----- Material for the task
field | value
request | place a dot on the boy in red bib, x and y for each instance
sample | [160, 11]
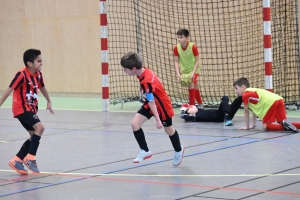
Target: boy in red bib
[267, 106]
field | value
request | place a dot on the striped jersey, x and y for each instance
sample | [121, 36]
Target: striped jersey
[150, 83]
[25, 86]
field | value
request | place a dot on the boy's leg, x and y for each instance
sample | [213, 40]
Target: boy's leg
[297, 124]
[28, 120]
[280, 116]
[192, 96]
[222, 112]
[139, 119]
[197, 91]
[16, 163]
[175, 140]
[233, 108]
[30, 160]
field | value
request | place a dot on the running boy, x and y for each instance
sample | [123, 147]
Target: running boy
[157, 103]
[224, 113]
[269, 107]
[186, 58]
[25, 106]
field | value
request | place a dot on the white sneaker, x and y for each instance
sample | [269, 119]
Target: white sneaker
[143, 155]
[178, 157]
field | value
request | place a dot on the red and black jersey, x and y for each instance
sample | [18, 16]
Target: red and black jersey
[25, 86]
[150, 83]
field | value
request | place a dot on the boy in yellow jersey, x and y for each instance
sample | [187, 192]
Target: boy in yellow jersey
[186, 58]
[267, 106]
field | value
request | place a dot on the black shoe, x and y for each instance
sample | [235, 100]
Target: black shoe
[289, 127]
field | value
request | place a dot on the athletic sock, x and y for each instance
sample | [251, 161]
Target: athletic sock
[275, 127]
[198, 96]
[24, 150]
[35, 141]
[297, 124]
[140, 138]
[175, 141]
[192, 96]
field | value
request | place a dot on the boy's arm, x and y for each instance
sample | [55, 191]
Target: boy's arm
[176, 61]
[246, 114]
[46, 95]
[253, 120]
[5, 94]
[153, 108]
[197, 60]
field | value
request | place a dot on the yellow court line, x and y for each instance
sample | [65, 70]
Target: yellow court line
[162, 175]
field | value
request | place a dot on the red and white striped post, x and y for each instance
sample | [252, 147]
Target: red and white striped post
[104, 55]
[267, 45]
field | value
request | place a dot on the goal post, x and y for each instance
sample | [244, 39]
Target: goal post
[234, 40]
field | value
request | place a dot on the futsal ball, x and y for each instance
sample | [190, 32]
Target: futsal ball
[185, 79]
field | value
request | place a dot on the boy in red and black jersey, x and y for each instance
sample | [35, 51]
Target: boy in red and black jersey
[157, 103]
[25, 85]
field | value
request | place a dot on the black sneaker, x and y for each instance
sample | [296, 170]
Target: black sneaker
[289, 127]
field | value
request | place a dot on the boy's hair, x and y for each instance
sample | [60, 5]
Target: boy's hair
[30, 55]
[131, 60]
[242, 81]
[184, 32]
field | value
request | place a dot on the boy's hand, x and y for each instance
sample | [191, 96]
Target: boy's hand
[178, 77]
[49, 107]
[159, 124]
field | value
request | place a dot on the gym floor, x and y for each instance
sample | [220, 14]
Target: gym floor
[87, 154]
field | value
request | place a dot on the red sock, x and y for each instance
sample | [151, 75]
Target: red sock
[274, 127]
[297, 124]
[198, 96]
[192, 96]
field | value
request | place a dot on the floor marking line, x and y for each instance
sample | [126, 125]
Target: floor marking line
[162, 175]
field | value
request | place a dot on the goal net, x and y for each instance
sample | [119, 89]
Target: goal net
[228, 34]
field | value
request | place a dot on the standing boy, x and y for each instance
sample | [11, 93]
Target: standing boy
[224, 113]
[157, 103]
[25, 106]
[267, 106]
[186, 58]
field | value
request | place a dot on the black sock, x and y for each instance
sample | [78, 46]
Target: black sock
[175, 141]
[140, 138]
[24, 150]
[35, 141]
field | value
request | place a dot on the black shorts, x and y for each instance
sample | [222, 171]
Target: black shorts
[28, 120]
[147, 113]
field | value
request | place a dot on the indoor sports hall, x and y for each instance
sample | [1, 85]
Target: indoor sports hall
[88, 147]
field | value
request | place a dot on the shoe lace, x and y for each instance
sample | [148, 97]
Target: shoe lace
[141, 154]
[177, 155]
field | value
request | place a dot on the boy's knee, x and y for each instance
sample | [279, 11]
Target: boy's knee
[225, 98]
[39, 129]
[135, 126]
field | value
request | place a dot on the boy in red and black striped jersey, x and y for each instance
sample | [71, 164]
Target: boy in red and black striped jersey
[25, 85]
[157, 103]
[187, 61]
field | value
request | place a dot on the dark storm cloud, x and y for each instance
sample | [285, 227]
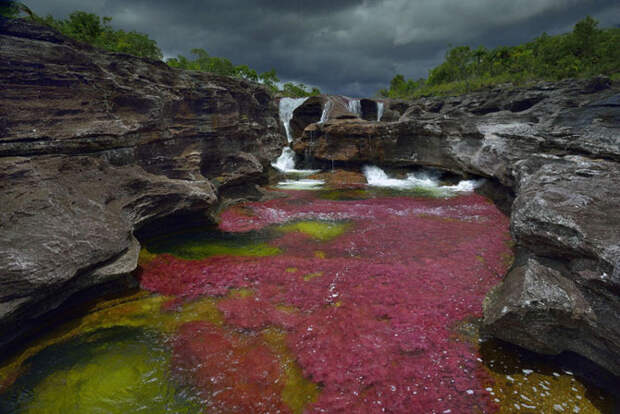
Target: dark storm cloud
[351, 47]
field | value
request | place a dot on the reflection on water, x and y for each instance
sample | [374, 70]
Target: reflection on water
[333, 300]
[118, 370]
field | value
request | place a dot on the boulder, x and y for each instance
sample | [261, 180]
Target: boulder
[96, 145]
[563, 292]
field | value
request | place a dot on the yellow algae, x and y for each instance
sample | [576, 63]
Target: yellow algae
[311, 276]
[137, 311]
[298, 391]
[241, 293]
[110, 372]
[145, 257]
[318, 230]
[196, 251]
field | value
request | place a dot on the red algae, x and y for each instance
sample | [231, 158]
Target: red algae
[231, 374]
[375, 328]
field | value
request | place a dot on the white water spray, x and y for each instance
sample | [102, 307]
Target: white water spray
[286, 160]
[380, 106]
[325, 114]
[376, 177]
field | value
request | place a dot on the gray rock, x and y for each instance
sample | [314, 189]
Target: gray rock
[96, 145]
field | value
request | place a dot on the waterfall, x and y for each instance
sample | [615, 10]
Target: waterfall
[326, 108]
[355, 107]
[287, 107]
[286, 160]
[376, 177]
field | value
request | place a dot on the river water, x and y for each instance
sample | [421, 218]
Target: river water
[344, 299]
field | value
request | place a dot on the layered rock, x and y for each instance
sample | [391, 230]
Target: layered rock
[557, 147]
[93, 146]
----------
* How to complete this task *
Omitting all pictures, reproduce the records above in their entirety.

* Response below *
field | value
request | place a dot on the boy in red bib, x and y for each instance
sample | [160, 11]
Target: boy in red bib
[267, 106]
field | value
request | place a dot on the striped jersey, x and y for each instance
sample | [121, 36]
Target: striped jersey
[150, 83]
[25, 86]
field | value
request | place a dot on the boy's leg, x and y for each instance
sample | [213, 40]
Target: boy's leg
[297, 124]
[28, 120]
[280, 116]
[192, 96]
[222, 112]
[139, 119]
[197, 91]
[16, 163]
[175, 140]
[233, 108]
[30, 160]
field | value
request | place a dot on the running boy, x and y for each instance
sample | [123, 147]
Target: running boy
[157, 103]
[224, 113]
[269, 107]
[186, 58]
[25, 106]
field | value
request | place a dot on the white sneaker, x and y for each instance
sample | [269, 119]
Target: white sneaker
[143, 155]
[178, 157]
field | value
request | place a dot on the red and black jersey, x and y for each instance
sample | [18, 16]
Target: red and black jersey
[25, 86]
[150, 83]
field | value
request | place a dot on the boy in yellow jersey, x and y for each instance
sample | [187, 192]
Target: boy in yellow jersey
[186, 58]
[267, 106]
field | value
request | place a dot on the black shoe, x and y for each instance
sample | [235, 100]
Target: black shoe
[289, 127]
field | value
request | place a dot on the athletic sock, x and y for each instance
sample | [251, 161]
Target: athletic sock
[275, 127]
[198, 96]
[24, 150]
[35, 141]
[297, 124]
[140, 138]
[175, 141]
[192, 96]
field | value
request | place a dot on the boy's arm, x and y for each instance
sample | [55, 191]
Target: boy's arm
[176, 61]
[246, 114]
[46, 95]
[253, 120]
[5, 94]
[153, 108]
[197, 60]
field | value
request | place a dot on the yellow court line, x and y for each instance
sample | [65, 70]
Target: yellow court line
[162, 175]
field | value
request | place a dot on the red and white striped post, x and y for each instance
sample | [252, 147]
Target: red and white striped post
[104, 55]
[267, 45]
field | value
request | place a dot on the goal post, x and y for each instance
sample | [244, 39]
Target: goal post
[234, 40]
field | value
request | place a dot on the futsal ball, x and y for each instance
sample | [190, 32]
Target: futsal ball
[185, 79]
field | value
request | place a dot on the boy in red and black jersey, x and y for each instance
sample | [35, 51]
Target: boy in red and black jersey
[157, 103]
[25, 85]
field | value
request | place a dot on the black sneaker, x and y for each instance
sample | [296, 170]
Target: black sneaker
[289, 127]
field | value
request | place a dot on the boy's hair, x and y for each instance
sample | [60, 5]
Target: boy's hair
[30, 55]
[131, 60]
[242, 81]
[184, 32]
field | value
request | place a dot on the boy's hand, x and y for each instance
sample | [191, 96]
Target: boy's hand
[178, 77]
[49, 107]
[159, 124]
field | value
request | place a dot on the gym floor, x and y for each instance
sample | [220, 14]
Target: gym floor
[87, 154]
field | value
request | place a dot on the red sock, x and y for each instance
sample | [151, 75]
Target: red sock
[274, 127]
[297, 124]
[198, 96]
[192, 96]
field | value
request | place a dot on the floor marking line, x and y for each instance
sample | [126, 125]
Target: floor marking line
[162, 175]
field | value
request | place a dot on the goal net, x and y for each instance
sample | [119, 89]
Target: goal net
[228, 34]
field | value
request | place a dot on the standing boy, x and y for each instance
sample | [11, 93]
Target: standing boy
[224, 113]
[157, 103]
[25, 106]
[267, 106]
[186, 58]
field | value
request | place a dot on the black sock, x and y for each instance
sample | [78, 46]
Target: black sock
[175, 141]
[140, 138]
[24, 150]
[35, 141]
field | value
request | place a dot on the black shorts, x and y for each instance
sample | [222, 171]
Target: black shorts
[28, 120]
[147, 113]
field | value
request | place a dot on the indoor sports hall, x and y for each instance
sample | [1, 85]
Target: indoor sports hall
[88, 147]
field | value
request | place a dot on the shoe lace, x and y for each instance
sample | [148, 97]
Target: shoe lace
[141, 154]
[177, 155]
field | value
request | place a dot on the boy's knee, x and y for each instance
sample | [279, 11]
Target: boy's knee
[225, 98]
[39, 129]
[135, 126]
field | value
request | place a dot on the boy in red and black striped jersey, x and y for each instance
sample | [71, 164]
Target: boy in red and black striped jersey
[25, 85]
[157, 103]
[187, 61]
field | value
request | place a dot on the dark storm cloud, x and y for each instance
sample | [285, 227]
Target: dark storm cloud
[351, 47]
field | value
request | place a dot on the reflection on water, x and y for each instance
sample | [374, 70]
Target: reflection on water
[333, 300]
[118, 370]
field | value
request | place a dot on the boulder, x and y for each instance
sample | [261, 180]
Target: boulder
[96, 145]
[563, 292]
field | value
request | place a dot on the yellow algae, x and y for each instance
sample | [576, 63]
Target: yellow algae
[311, 276]
[137, 311]
[298, 391]
[241, 293]
[110, 372]
[145, 257]
[318, 230]
[196, 251]
field | value
request | place a dot on the red algae, x and y for each instance
sample | [231, 158]
Target: red algae
[231, 374]
[375, 328]
field | value
request | place a dot on the white water spray, x and y for each instance
sample | [102, 307]
Target: white water spray
[286, 160]
[380, 106]
[325, 114]
[376, 177]
field | value
request | place a dot on the gray rock, x and y for each instance
sample | [314, 189]
Target: gray rock
[96, 145]
field | value
request | place a dot on the waterfall, x and y for each instance
sample | [615, 10]
Target: waterfall
[326, 108]
[355, 107]
[287, 107]
[286, 160]
[376, 177]
field | value
request | place a dot on the river water, x and y for each instance
sample | [421, 218]
Target: river water
[344, 299]
field | value
request | place a dot on the layered rock, x and y for each instance
sample | [391, 230]
Target: layered rock
[557, 147]
[93, 146]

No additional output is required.